Pena é que, como diz o Povo, “pague o justo pelo pecador”.


Estalar do verniz civilizacional


Por que é que falta papel higiénico nas prateleiras dos supermercados?


Ser professor de Economia não significa que se saiba tudo sobre cada assunto, ou que se tenha na “ponta da língua” a resposta a todas as perguntas. Se a isso se juntar o fator surpresa que estas podem trazer associado, até pelo contexto em que são colocadas, não será de estranhar que quando surgiram eu tenha ficado uns segundos em silêncio, enquanto o cérebro, vagarosamente enquadrava o assunto: “Por que é que falta papel higiénico nas prateleiras dos supermercados? É por ser importado?”.

Já tinha visto uma qualquer referência ao dito produto num título de jornal, mas não lhe tinha dado atenção e, por isso, não me tinha dado ao cuidado de ler a notícia. Agora era confrontado com o assunto, a frio.

A razão para a falha de abastecimento não me parecia resultar do facto de se tratar de produto importado, pois, como grande produtor de pasta e de papel, o país será autossuficiente. A falha do papel resultaria, antes, da incapacidade das empresas produtoras responderem, de imediato, a um acréscimo inesperado da procura por parte dos consumidores. Ajuntei que, possivelmente, os produtores iriam ajustar os seus planos de produção e a breve prazo estariam em condições de satisfazer a procura, até porque à medida que os consumidores fossem tendo em casa mais papel higiénico do que o que poderiam consumir a procura do produto tenderia a abrandar.

**REGISTOS FORNECIDOS:**
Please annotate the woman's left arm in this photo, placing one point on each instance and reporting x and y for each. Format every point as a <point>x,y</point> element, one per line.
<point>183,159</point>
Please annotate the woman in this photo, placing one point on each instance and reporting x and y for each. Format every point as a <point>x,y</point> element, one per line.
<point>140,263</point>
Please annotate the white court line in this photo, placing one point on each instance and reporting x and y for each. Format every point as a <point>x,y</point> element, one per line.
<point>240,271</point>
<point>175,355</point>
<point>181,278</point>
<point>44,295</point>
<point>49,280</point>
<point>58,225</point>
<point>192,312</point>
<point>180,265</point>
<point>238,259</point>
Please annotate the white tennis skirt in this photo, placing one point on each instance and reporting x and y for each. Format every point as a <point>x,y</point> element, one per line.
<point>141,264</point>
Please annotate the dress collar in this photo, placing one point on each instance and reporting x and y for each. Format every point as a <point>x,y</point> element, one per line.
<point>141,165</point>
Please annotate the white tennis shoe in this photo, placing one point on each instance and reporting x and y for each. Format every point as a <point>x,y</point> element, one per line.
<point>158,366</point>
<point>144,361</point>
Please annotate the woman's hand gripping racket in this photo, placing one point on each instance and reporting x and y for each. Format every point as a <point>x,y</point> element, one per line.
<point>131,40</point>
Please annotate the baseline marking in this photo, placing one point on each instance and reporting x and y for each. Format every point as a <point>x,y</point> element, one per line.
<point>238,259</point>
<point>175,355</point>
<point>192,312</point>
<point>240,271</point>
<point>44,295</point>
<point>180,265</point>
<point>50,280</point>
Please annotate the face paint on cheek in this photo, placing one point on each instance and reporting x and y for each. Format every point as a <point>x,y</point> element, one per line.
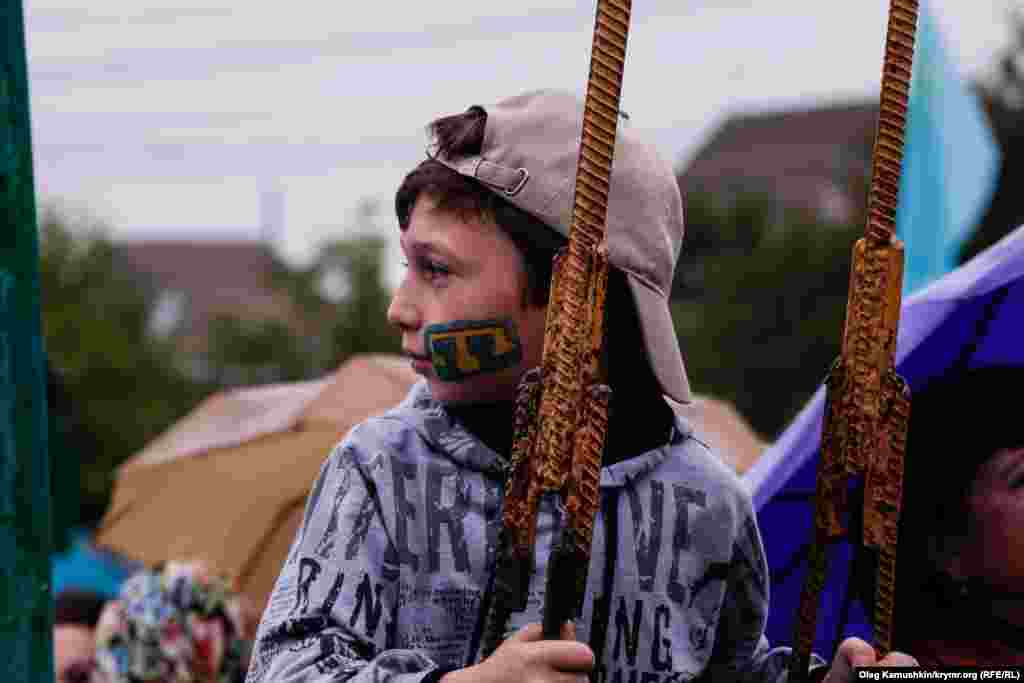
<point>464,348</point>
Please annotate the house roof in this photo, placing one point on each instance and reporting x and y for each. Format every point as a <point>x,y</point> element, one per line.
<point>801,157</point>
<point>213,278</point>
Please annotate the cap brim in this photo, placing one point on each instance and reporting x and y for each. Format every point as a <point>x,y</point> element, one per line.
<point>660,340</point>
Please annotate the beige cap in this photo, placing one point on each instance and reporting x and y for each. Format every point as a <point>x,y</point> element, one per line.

---

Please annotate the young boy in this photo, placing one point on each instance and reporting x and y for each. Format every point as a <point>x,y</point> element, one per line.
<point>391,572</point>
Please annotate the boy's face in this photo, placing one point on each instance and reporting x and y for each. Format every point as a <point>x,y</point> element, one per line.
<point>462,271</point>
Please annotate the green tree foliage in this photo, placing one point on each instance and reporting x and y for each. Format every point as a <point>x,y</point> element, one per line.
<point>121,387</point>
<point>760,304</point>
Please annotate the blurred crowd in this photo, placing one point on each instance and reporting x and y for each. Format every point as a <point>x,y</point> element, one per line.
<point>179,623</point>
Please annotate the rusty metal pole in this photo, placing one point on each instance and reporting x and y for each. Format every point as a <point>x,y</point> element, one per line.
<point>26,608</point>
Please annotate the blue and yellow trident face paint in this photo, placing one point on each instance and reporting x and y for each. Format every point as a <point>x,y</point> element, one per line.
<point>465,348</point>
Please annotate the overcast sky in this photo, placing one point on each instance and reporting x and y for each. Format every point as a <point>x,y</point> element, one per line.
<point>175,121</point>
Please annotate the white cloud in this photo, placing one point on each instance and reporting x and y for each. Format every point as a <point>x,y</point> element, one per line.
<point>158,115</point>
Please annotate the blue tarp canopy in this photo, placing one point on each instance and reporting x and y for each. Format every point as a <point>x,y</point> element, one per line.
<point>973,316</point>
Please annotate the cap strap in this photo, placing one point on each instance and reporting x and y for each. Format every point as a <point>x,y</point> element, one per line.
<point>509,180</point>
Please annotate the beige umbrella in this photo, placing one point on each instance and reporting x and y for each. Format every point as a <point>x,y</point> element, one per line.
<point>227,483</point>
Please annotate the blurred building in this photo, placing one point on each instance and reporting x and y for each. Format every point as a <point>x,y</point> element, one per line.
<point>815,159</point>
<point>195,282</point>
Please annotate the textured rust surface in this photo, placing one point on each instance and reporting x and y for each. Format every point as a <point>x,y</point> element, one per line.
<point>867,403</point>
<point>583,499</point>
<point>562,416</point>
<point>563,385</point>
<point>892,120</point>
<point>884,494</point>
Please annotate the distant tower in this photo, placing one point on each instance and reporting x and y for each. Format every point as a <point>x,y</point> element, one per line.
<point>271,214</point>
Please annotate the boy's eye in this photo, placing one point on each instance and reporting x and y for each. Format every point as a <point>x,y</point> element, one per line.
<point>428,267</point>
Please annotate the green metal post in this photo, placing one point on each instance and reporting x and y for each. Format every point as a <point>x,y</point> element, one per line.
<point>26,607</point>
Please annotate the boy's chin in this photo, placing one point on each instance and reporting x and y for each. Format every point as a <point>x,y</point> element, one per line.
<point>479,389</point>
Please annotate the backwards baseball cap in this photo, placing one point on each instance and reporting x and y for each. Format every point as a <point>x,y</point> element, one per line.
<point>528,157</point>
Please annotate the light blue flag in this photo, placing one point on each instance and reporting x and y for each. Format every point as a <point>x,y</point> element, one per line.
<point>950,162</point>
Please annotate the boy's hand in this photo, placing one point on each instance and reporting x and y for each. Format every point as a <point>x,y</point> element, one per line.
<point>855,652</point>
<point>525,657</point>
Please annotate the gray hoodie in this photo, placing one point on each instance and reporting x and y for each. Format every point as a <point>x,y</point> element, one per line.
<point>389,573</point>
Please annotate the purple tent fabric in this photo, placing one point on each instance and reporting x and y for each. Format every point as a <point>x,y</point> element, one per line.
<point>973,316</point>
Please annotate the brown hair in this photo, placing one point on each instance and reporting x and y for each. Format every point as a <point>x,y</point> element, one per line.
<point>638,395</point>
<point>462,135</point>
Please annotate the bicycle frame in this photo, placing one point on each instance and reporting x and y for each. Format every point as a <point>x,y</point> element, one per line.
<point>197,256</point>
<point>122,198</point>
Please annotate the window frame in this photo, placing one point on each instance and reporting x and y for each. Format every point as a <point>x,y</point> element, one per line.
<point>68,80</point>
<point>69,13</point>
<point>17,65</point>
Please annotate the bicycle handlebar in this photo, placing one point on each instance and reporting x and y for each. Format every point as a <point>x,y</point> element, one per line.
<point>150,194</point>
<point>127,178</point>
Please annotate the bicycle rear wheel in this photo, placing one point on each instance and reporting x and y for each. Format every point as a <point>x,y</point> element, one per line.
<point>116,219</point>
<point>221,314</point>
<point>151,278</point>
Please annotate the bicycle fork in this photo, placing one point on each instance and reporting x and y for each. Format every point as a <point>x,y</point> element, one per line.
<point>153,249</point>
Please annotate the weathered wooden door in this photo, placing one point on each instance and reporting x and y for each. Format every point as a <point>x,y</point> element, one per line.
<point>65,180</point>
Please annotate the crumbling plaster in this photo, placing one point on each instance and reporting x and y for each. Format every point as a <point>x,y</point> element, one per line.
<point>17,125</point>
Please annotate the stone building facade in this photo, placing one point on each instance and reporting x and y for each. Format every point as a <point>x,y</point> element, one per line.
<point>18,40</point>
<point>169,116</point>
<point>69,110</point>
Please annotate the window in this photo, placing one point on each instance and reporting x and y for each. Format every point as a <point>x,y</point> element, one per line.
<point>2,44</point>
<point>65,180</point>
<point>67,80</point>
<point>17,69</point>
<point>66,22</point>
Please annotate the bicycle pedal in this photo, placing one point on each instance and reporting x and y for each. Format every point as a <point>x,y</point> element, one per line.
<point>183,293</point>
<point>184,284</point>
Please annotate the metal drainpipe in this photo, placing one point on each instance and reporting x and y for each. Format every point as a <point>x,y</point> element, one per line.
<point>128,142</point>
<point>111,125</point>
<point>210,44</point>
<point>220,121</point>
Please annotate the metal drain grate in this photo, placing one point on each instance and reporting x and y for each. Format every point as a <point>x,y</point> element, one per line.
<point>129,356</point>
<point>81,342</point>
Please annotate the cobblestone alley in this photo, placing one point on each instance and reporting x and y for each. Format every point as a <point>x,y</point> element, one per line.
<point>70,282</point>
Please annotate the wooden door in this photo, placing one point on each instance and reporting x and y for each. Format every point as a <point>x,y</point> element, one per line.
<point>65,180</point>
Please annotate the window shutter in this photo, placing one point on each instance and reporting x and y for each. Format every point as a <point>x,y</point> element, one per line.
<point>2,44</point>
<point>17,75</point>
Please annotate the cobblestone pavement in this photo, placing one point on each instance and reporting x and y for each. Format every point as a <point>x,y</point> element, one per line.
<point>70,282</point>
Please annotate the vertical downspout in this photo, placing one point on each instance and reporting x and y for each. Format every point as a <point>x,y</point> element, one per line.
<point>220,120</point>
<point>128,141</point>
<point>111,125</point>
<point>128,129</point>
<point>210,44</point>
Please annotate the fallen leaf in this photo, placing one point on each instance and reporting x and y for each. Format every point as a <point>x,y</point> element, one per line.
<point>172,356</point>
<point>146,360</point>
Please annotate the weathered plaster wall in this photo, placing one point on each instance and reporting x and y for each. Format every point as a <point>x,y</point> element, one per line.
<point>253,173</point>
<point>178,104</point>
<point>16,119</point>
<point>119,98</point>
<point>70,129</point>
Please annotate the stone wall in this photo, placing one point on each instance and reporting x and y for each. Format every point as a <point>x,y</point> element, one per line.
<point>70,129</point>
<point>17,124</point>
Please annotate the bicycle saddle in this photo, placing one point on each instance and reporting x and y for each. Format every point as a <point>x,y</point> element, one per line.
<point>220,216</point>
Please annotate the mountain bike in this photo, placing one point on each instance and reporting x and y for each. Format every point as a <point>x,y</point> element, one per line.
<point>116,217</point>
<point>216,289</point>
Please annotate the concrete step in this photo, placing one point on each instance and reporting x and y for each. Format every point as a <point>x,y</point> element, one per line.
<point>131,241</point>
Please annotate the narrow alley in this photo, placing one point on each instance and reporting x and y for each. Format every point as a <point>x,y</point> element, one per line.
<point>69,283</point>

**TAREFAS A FAZER:**
[A] Indica se cada afirmação concorda com o texto sobre a falta de papel higiénico, respondendo sim ou não e citando as palavras do texto que o decidem: (i) quem narra respondeu de imediato à pergunta; (ii) quem narra já tinha lido a notícia sobre o produto antes de lhe fazerem a pergunta; (iii) a falha de abastecimento resultaria de as empresas produtoras não conseguirem responder de imediato a um aumento inesperado da procura.
[B] Retoma o texto sobre a falta de papel higiénico e continua-o a partir da última frase apresentada.

**LISTA DE RESPOSTAS:**
[A]
(i) Não: "eu tenha ficado uns segundos em silêncio, enquanto o cérebro, vagarosamente enquadrava o assunto".
(ii) Não: "não me tinha dado ao cuidado de ler a notícia".
(iii) Sim: "A falha do papel resultaria, antes, da incapacidade das empresas produtoras responderem, de imediato, a um acréscimo inesperado da procura por parte dos consumidores".

[B]
Julgo que quem me colocou as perguntas ficou minimamente satisfeita com as minhas considerações. Mas, eu próprio não fiquei, sobretudo não percebia o porquê do acréscimo da procura. Logo que tive oportunidade, fui procurar documentar-me sobre o assunto. Constato, de uma leitura mais atenta a alguns jornais e “sites” da internet, que se começam a sentir sinais de “procura excessiva” de produtos de consumo, por parte de pessoas que, antecipando a potencial necessidade de terem de passar por um período de quarentena imposto pelo combate ao coronavírus (Covid-19), avançam para constituição de “stocks” de reserva.

Este tipo de comportamento não é novo. Basta voltarmos atrás alguns meses, à greve dos camionistas de transporte de combustíveis, e termos presente as longas filas de carros para o abastecimento. Nuns casos, motoristas movidos por necessidade de alimentarem as respetivas viaturas, para empreenderem viagens ou retomarem as que estavam em curso; em muitos, simplesmente, por receio de poderem não ter combustível em caso de virem, hipoteticamente, a necessitar.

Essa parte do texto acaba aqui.